#### Task to complete:
Write out exactly the lines below that run from the one containing "107L496 104L481 102L477" through the one containing "positive clicks: (35, 268)", both included, with no other lines.

[Stored items]

________________________

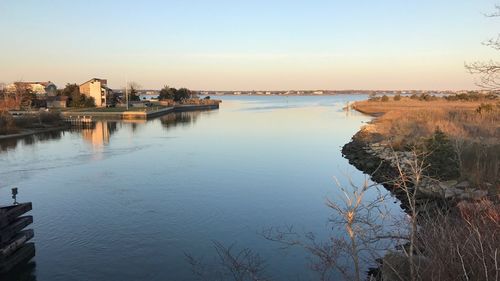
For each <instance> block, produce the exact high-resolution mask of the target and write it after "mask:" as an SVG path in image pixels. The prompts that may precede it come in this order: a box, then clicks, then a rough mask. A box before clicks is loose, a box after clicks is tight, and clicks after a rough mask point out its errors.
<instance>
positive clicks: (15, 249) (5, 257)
mask: <svg viewBox="0 0 500 281" xmlns="http://www.w3.org/2000/svg"><path fill="white" fill-rule="evenodd" d="M31 209H32V204H31V203H21V204H14V205H10V206H5V207H0V274H4V273H7V272H9V271H10V270H12V268H14V267H15V266H16V265H18V264H20V263H23V262H27V261H29V260H31V259H32V258H33V257H34V256H35V245H34V243H29V242H28V241H29V240H31V239H32V238H33V236H34V232H33V230H32V229H27V230H23V229H24V228H26V227H27V226H28V225H30V224H32V223H33V217H32V216H26V215H24V214H25V213H27V212H29V211H31ZM0 277H1V276H0ZM0 279H1V278H0Z"/></svg>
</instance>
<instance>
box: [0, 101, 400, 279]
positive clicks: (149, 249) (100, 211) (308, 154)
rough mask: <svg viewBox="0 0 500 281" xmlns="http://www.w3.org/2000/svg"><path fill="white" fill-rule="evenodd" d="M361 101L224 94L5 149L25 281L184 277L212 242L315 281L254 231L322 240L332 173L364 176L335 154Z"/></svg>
mask: <svg viewBox="0 0 500 281" xmlns="http://www.w3.org/2000/svg"><path fill="white" fill-rule="evenodd" d="M363 98H365V97H364V96H349V95H346V96H330V97H279V96H272V97H255V96H249V97H222V99H223V103H222V104H221V107H220V109H219V110H215V111H205V112H191V113H183V114H177V115H168V116H163V117H161V118H158V119H154V120H150V121H147V122H109V121H108V122H100V123H98V124H97V125H96V128H95V129H93V130H83V131H74V132H57V133H51V134H49V135H42V136H37V137H34V138H27V139H24V140H18V141H8V142H3V143H1V152H0V204H8V203H11V199H10V188H11V187H14V186H17V187H19V193H20V194H19V201H32V202H33V206H34V210H33V211H32V212H31V213H32V215H33V216H34V220H35V223H34V225H33V228H34V230H35V239H34V241H35V243H36V249H37V254H36V257H35V259H34V263H33V264H32V265H31V267H29V268H28V269H26V270H25V271H26V272H25V274H27V275H32V276H34V277H35V278H36V280H39V281H59V280H60V281H67V280H81V281H84V280H85V281H87V280H107V281H112V280H117V281H118V280H119V281H126V280H191V279H193V275H192V274H191V271H190V267H189V265H188V263H187V262H186V260H185V253H190V254H192V255H194V256H197V257H204V258H205V260H206V261H207V262H209V263H210V262H212V261H213V258H214V257H215V252H214V250H213V244H212V241H214V240H215V241H220V242H222V243H223V244H225V245H230V244H232V243H236V247H239V248H243V247H249V248H251V249H252V250H254V251H256V252H258V253H260V255H261V256H262V257H264V258H265V259H266V261H267V272H268V273H269V275H271V276H272V277H275V279H276V280H291V279H295V278H296V277H297V276H301V277H302V278H305V279H308V278H309V277H311V276H314V275H311V273H309V271H308V270H307V260H306V258H305V256H304V253H303V252H302V251H299V250H297V251H287V252H283V251H280V250H278V248H279V245H276V244H273V243H272V242H269V241H266V240H264V239H262V238H261V237H260V236H259V235H258V232H259V231H261V230H262V229H263V228H266V227H270V226H279V225H284V224H290V225H294V226H295V227H296V228H297V229H298V230H304V231H314V232H316V233H318V235H319V236H320V237H321V235H325V234H326V233H327V232H328V231H329V229H330V228H331V227H329V226H328V225H327V220H328V217H329V216H330V215H331V213H330V212H329V210H328V209H327V208H326V207H325V205H324V202H325V199H326V198H331V199H333V200H335V197H336V196H338V192H337V191H336V185H335V183H334V181H333V177H334V176H337V177H338V178H339V180H340V181H341V182H342V183H344V184H347V176H346V175H349V176H350V177H351V178H352V179H353V180H354V181H355V182H359V183H361V182H362V181H363V180H364V175H363V174H362V173H361V172H359V171H357V170H356V169H355V168H354V167H352V166H350V165H349V164H348V162H347V160H345V159H344V158H342V156H341V152H340V149H341V147H342V146H343V145H344V144H345V143H347V142H348V141H349V139H350V138H351V137H352V135H353V134H354V133H355V132H356V131H358V130H359V128H360V126H362V123H363V122H366V121H368V120H369V118H367V117H365V116H362V115H359V114H356V113H354V112H348V113H346V112H344V111H342V107H344V106H345V105H346V102H347V101H353V100H357V99H363ZM390 207H391V208H394V210H395V211H397V206H396V205H392V206H390Z"/></svg>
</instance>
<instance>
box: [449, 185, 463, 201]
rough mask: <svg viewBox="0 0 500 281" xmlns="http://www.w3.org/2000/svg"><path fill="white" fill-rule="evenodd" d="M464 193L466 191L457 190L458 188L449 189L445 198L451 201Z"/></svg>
mask: <svg viewBox="0 0 500 281" xmlns="http://www.w3.org/2000/svg"><path fill="white" fill-rule="evenodd" d="M462 193H464V191H462V190H460V189H457V188H454V187H449V188H446V189H444V198H446V199H450V198H453V197H457V196H459V195H461V194H462Z"/></svg>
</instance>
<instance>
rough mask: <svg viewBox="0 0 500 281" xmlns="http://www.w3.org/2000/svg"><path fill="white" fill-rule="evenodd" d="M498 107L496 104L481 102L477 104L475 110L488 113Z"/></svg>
mask: <svg viewBox="0 0 500 281" xmlns="http://www.w3.org/2000/svg"><path fill="white" fill-rule="evenodd" d="M498 107H499V106H498V105H497V106H495V105H493V104H491V103H482V104H481V105H480V106H478V108H476V112H477V113H479V114H482V113H490V112H493V111H495V110H496V109H497V108H498Z"/></svg>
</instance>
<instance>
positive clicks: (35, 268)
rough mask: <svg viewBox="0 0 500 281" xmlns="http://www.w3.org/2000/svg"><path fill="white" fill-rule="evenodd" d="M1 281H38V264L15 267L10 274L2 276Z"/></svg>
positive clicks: (28, 264) (9, 273) (25, 263)
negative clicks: (36, 277) (37, 270)
mask: <svg viewBox="0 0 500 281" xmlns="http://www.w3.org/2000/svg"><path fill="white" fill-rule="evenodd" d="M0 280H5V281H11V280H12V281H14V280H15V281H37V278H36V262H35V261H30V262H27V263H24V264H21V265H19V266H17V267H15V268H14V269H13V270H12V271H10V272H9V273H8V274H4V275H0Z"/></svg>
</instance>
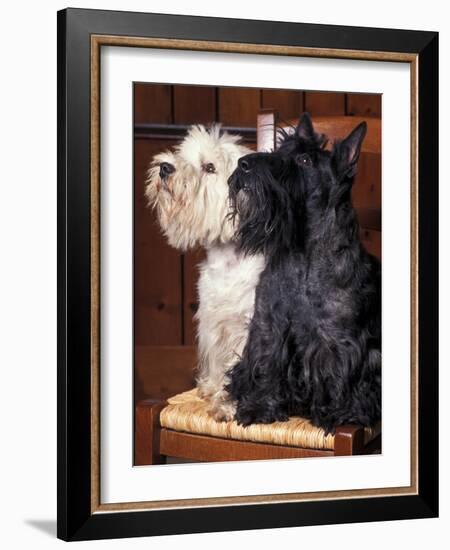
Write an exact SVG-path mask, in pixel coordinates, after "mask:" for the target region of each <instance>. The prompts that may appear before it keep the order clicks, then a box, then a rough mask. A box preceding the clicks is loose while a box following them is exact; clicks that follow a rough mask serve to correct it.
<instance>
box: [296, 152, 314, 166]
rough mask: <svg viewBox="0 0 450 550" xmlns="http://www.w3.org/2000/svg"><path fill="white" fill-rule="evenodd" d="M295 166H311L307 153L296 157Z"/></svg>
mask: <svg viewBox="0 0 450 550" xmlns="http://www.w3.org/2000/svg"><path fill="white" fill-rule="evenodd" d="M297 164H298V165H299V166H312V160H311V157H310V156H309V155H308V153H302V154H301V155H297Z"/></svg>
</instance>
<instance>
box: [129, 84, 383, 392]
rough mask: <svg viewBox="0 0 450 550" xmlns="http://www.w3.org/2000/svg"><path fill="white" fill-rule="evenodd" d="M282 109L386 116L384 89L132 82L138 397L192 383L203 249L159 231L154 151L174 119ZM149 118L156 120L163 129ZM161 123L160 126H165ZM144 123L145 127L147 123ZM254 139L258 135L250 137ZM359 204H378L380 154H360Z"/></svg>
mask: <svg viewBox="0 0 450 550" xmlns="http://www.w3.org/2000/svg"><path fill="white" fill-rule="evenodd" d="M262 108H264V109H274V110H277V111H278V114H279V118H280V120H281V121H283V120H288V119H292V118H296V117H298V116H299V115H300V113H302V112H303V111H308V112H309V113H310V114H311V115H312V116H313V117H314V116H315V115H316V116H318V115H322V116H323V115H325V116H326V115H354V116H364V117H378V118H381V96H380V95H368V94H345V93H324V92H310V91H292V90H262V89H248V88H221V87H208V86H205V87H202V86H181V85H173V86H171V85H162V84H147V83H135V85H134V117H135V120H134V122H135V139H134V166H135V171H134V205H135V210H134V231H135V243H134V246H135V248H134V258H135V260H134V294H135V299H134V336H135V399H136V400H138V399H142V398H145V397H167V396H170V395H171V394H175V393H177V392H180V391H183V390H185V389H189V388H190V387H192V384H193V367H194V365H195V323H194V319H193V316H194V314H195V311H196V309H197V291H196V282H197V277H198V269H197V266H198V264H199V263H200V262H201V260H202V258H203V257H204V253H203V251H201V250H195V251H192V252H189V253H188V254H180V253H179V252H178V251H177V250H174V249H173V248H171V247H169V246H168V245H167V243H166V241H165V239H164V237H162V235H161V233H160V231H159V228H158V224H157V221H156V219H155V216H154V213H153V212H152V210H151V209H149V208H148V207H147V205H146V201H145V197H144V184H145V177H146V169H147V167H148V164H149V162H150V160H151V158H152V157H153V156H154V155H155V154H156V153H158V152H160V151H161V150H164V149H166V148H168V147H171V146H173V145H174V144H175V143H176V142H177V141H179V139H181V138H182V136H181V135H177V129H176V125H185V124H193V123H202V124H208V123H212V122H221V123H222V124H223V125H225V126H229V127H235V128H241V129H242V128H255V125H256V115H257V113H258V111H259V110H260V109H262ZM146 125H152V126H155V125H158V126H159V130H158V132H156V133H155V132H152V131H148V128H146ZM161 129H162V130H161ZM144 130H145V131H144ZM249 145H250V146H253V147H254V143H250V144H249ZM353 200H354V204H355V205H356V206H358V207H364V208H368V209H374V210H376V209H378V210H379V209H380V208H381V158H380V155H376V154H370V153H366V154H364V156H363V157H362V158H361V163H360V167H359V176H358V180H357V182H356V184H355V188H354V192H353ZM361 236H362V239H363V242H364V244H365V246H366V247H367V248H368V250H369V251H371V252H372V253H374V254H376V255H377V256H379V257H380V256H381V227H375V228H374V227H367V228H362V230H361Z"/></svg>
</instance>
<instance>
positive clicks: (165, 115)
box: [134, 82, 173, 124]
mask: <svg viewBox="0 0 450 550" xmlns="http://www.w3.org/2000/svg"><path fill="white" fill-rule="evenodd" d="M134 122H135V123H161V124H170V123H171V122H173V119H172V87H171V86H169V85H167V84H147V83H143V82H137V83H136V84H135V85H134Z"/></svg>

________________________

#### Solution:
rough mask: <svg viewBox="0 0 500 281" xmlns="http://www.w3.org/2000/svg"><path fill="white" fill-rule="evenodd" d="M498 107L496 104L481 102L477 104L475 110L488 113Z"/></svg>
mask: <svg viewBox="0 0 500 281" xmlns="http://www.w3.org/2000/svg"><path fill="white" fill-rule="evenodd" d="M498 107H499V106H498V105H497V106H495V105H493V104H491V103H482V104H481V105H480V106H478V108H476V112H477V113H479V114H482V113H490V112H493V111H495V110H496V109H497V108H498Z"/></svg>
</instance>
<instance>
positive clicks: (35, 268)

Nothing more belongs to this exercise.